■ PASSAGE
I was able to get a message to him, and his office called me back and said I shouldn’t do the ultramarathon. So I didn’t run it, which was unfortunate considering all my training and paying the non-refundable entry fee (not to mention buying an airline ticket).
However, I didn’t want to waste all that training, so I decided to run a regular marathon that same weekend. I found a nearby race in Vancouver, Washington, and ran that while in persistent atrial fibrillation. I’m sure if I would have asked my electrophysiologist about running the marathon, he would have advised against it, so I purposely avoided that question. It was slow, but I completed the race.
When I finally got in to see the electrophysiologist, he examined me, looked over my EKGs, stress test, and chart notes from the cardiologist, and spent quite a bit of time talking with me.
It was fortunate that my wife had also come along that day, because she wouldn’t have believed me if I had come home later and told her his advice: “Keep exercising like you don’t have atrial fibrillation.” He then went on to advise, “in the future, you may want to consider some moderation as far as your exercises are concerned.”
That seemed reasonable enough. Actually, I was delighted!
I found the next thing he said to me to be kind of funny: “People like you are a type — ultramarathoners, triathletes, Ironman competitors… and you can be pretty hard on your bodies.”
Hmm, well… that’s certainly true.
In addition to clearing me to continue with my running, he advised that I did not need to take an antiarrhythmic, which probably would not be very helpful in my specific case, and did not recommend a rate control drug at that point in time (although I now require the beta blocker). Furthermore, he thought I had a low likelihood of having a successful ablation procedure given the severe, long-term hypertrophy of my left atrium and the fact that the atrial fibrillation was persistent.
He did recommend that I try cardioversion with a “one strike and you’re out” policy — that is to say, it probably would not be any type of permanent solution, but was worth trying at least once. That seemed perfectly reasonable to me, so I went back to my cardiologist to have the cardioversion done, and was in sinus rhythm for a total of 33 days.
I was so pleased with my visit to see the electrophysiologist, that I wrote him a letter afterward thanking him. I hadn’t really expected that kind of empathy.

■ TASK SET
- A) Return the stretch of the atrial fibrillation account from "Hmm, well… that’s" through "of 33 days.", copied word for word.
- B) Answer these questions from the atrial fibrillation account:
(i) In what city was the regular marathon that the narrator ran?
(ii) How many days was the narrator in sinus rhythm after the cardioversion?
(iii) What did the narrator send the electrophysiologist after the visit?
- C) Continue the account of running with atrial fibrillation from the point where it stops.
The material that comes after this text has no role in this work.

■ AVAILABLE DATA

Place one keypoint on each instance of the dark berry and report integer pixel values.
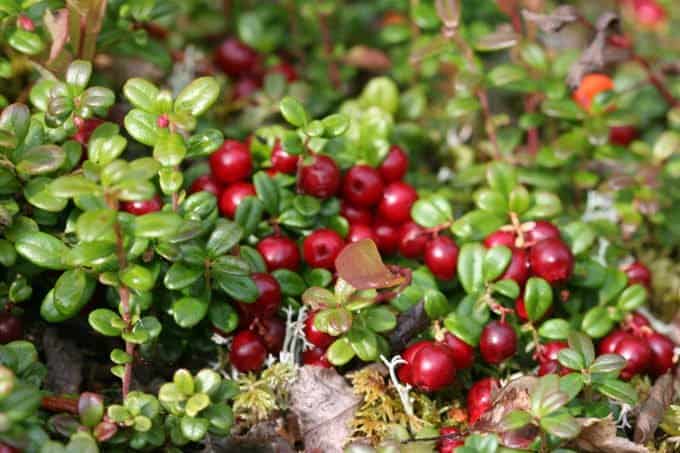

■ TASK RESPONSES
- A)
Hmm, well… that’s certainly true.
In addition to clearing me to continue with my running, he advised that I did not need to take an antiarrhythmic, which probably would not be very helpful in my specific case, and did not recommend a rate control drug at that point in time (although I now require the beta blocker). Furthermore, he thought I had a low likelihood of having a successful ablation procedure given the severe, long-term hypertrophy of my left atrium and the fact that the atrial fibrillation was persistent.
He did recommend that I try cardioversion with a “one strike and you’re out” policy — that is to say, it probably would not be any type of permanent solution, but was worth trying at least once. That seemed perfectly reasonable to me, so I went back to my cardiologist to have the cardioversion done, and was in sinus rhythm for a total of 33 days.

- B)
(i) Vancouver, Washington.
(ii) 33 days.
(iii) A letter thanking him.

- C)
It was during those 33 days that I realized just how much atrial fibrillation slows me down. Mountain bike rides that were taking me 75 minutes in atrial fibrillation, were taking the 55 minutes in sinus rhythm — even though I did exactly the same trails. I also found I was doing my training runs at a pace approximately one to one and a half minutes per mile faster in sinus rhythm. This is a significant difference. Of course, when I inevitably went back into atrial fibrillation, it slowed me down again.
However, being in sinus rhythm was sort of uncomfortable for me. I felt like I was having PVCs or PACs about every fifth or sixth beat, and these were noticeably uncomfortable. In terms of how I actually feel when I am in atrial fibrillation, I am more or less asymptomatic, except perhaps when getting up quickly to answer the phone.
I am not happy (or proud) to be in atrial fibrillation, but this is what I have to deal with. Unlike many afib athletes who go in and out of atrial fibrillation, I am always in atrial fibrillation, and I do not expect to ever be in sinus rhythm again. However, I continue to enjoy marathoning, trail running, mountain biking, hiking, and any other outdoor activity for that matter. At least in my experience, I have found that although I’m in permanent atrial fibrillation, I have stabilized and am still able to train, just at a slower pace. When mountain biking, I wear a good helmet, both my wheels remain on the ground, I walk the rocky sections, and avoid the dangerous and steep trails altogether. I am 55 years old with 30 years experience on the bike. I know what I’m doing out there.